◆ EXERCISE AIM
In the listing below, swap "horse forelock" for "horse mane" everywhere it appears, and give all the lines again with nothing else changed.

◆ RECORDS SHOWN
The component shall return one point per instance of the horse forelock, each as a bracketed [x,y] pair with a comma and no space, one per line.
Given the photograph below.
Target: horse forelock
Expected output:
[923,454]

◆ FULL OUTPUT
The component shall return one point per instance of the horse mane, each as a bracketed [x,y] pair with a comma and no space, one per line.
Given the photograph below.
Target: horse mane
Expected output:
[923,454]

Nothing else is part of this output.